SET PROBLEM
Extract from the records every line that contains the word "number", and reproduce each such line in full.

+++++

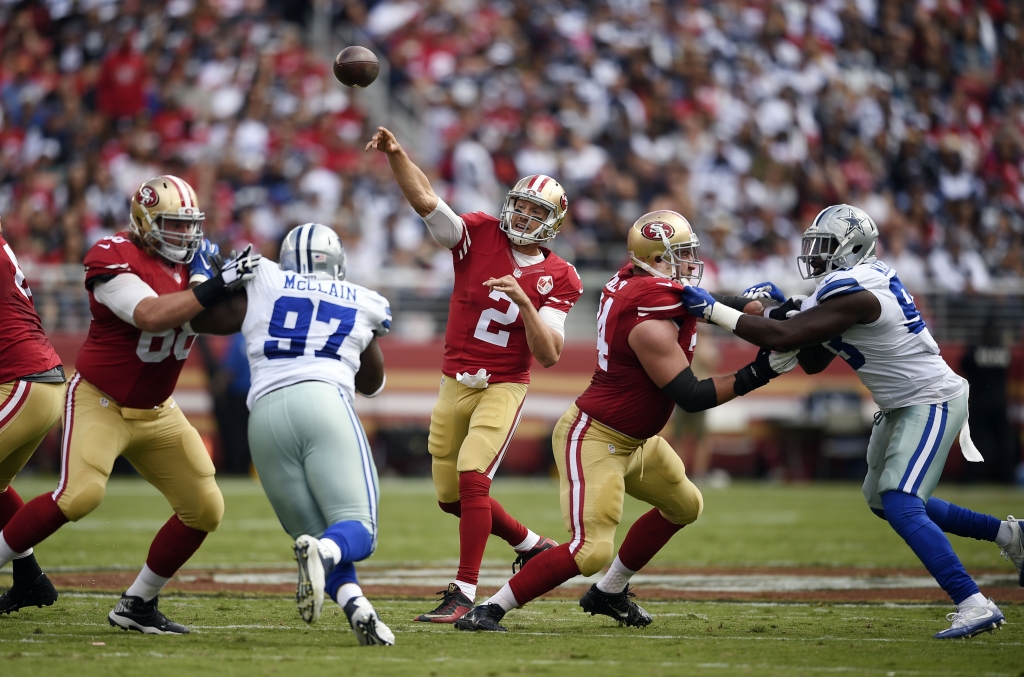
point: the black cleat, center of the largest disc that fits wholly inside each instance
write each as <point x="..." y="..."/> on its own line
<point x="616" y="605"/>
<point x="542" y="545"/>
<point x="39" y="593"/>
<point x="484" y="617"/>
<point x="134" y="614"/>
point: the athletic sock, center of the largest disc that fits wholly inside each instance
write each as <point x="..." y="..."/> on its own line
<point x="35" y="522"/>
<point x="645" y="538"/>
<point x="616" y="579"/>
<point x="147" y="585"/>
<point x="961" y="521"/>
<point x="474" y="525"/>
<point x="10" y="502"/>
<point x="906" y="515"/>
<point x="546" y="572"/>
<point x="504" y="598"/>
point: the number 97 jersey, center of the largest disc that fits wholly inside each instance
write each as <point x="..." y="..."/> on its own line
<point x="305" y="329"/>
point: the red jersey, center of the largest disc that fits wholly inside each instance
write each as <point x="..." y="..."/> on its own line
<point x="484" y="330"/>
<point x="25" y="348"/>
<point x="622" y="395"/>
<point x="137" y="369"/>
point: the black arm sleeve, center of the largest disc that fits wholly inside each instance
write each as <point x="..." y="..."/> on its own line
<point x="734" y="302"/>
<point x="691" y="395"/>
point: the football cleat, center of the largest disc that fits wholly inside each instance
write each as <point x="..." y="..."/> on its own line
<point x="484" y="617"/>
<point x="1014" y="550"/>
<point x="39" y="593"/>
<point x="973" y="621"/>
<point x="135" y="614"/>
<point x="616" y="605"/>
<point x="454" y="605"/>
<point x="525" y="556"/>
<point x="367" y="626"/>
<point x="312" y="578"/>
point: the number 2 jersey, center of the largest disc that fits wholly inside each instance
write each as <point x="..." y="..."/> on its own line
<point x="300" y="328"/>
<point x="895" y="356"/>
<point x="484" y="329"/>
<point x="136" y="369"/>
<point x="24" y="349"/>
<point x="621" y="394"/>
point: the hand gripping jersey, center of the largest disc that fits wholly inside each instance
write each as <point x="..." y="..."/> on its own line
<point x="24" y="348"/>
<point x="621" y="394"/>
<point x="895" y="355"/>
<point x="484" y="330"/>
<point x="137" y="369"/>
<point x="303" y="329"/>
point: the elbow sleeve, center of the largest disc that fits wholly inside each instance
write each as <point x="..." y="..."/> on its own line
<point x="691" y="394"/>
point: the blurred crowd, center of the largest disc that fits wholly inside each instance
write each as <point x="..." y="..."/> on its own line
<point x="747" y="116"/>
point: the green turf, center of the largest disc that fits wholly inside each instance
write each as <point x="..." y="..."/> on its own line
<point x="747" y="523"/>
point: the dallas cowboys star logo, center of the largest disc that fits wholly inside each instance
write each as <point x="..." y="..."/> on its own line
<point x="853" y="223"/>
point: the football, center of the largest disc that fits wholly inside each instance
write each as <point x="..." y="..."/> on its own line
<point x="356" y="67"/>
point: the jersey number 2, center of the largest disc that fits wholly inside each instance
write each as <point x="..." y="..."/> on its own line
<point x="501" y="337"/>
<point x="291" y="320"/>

+++++

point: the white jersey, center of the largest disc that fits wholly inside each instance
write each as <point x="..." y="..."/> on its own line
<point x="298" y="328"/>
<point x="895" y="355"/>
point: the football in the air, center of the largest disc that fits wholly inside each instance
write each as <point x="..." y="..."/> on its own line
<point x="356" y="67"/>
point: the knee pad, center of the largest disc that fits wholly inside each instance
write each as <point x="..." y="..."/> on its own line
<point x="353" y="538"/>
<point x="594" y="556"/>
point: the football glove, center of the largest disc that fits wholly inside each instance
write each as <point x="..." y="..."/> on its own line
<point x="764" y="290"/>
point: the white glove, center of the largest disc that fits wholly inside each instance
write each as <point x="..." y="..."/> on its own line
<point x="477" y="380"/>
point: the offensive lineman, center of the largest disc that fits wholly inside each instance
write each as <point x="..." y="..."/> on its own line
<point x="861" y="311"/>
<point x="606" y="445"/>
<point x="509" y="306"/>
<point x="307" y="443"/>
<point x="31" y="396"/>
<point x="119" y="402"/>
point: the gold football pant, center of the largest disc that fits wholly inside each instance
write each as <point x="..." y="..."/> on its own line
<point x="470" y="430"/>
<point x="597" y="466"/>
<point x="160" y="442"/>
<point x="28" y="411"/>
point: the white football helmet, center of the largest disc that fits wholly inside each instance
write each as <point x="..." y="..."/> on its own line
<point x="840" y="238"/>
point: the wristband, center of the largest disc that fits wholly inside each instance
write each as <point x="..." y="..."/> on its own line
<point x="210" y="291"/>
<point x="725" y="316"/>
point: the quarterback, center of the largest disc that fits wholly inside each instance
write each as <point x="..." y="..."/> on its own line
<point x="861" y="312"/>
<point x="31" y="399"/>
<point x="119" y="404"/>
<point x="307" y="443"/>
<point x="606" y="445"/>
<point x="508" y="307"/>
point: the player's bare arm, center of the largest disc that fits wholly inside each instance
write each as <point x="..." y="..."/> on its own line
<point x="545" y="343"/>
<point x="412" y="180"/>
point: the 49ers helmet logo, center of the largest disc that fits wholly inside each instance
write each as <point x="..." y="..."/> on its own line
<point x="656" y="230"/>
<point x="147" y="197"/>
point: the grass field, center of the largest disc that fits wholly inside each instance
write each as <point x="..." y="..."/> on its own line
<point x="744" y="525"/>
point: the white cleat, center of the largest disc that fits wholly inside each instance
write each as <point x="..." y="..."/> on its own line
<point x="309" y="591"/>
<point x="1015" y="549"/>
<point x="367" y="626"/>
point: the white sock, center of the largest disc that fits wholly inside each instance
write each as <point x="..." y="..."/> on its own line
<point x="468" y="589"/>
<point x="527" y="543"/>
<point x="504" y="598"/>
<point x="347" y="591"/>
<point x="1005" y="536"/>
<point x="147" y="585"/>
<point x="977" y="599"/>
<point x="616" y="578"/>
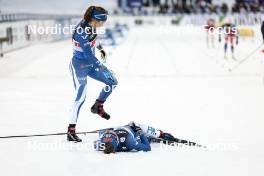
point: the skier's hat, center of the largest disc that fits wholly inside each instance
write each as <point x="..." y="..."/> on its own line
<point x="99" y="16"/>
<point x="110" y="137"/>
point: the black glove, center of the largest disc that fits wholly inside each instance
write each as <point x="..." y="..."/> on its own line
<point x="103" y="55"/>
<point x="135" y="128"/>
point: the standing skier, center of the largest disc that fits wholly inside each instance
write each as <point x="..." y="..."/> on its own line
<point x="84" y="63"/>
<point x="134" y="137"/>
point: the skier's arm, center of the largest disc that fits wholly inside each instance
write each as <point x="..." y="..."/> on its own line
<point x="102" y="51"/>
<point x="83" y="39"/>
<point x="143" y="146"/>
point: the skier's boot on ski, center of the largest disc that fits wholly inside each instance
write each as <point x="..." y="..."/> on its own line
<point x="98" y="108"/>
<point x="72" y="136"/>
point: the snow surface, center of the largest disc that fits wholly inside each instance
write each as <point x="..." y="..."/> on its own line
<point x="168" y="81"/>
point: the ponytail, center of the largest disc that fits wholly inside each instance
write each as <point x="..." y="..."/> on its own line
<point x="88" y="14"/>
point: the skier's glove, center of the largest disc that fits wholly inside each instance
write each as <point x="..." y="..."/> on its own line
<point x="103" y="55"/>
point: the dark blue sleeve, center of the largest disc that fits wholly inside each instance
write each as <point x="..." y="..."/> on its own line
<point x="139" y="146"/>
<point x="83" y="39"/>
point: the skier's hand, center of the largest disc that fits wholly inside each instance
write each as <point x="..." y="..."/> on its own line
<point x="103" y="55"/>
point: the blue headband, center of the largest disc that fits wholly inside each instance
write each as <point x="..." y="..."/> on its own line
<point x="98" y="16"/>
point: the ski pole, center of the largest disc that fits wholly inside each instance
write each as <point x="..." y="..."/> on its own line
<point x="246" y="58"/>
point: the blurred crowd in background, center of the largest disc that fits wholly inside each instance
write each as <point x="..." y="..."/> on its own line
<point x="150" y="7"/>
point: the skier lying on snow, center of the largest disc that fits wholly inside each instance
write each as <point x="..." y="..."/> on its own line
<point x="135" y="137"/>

+++++

PROBLEM SOLUTION
point: the number 97 jersey, center of the largest disc that fits wholly inside each instance
point: the number 2 jersey, center of the largest disc that fits wholly inside each instance
point: the jersey number 2, center of the largest disc that fits wholly inside each instance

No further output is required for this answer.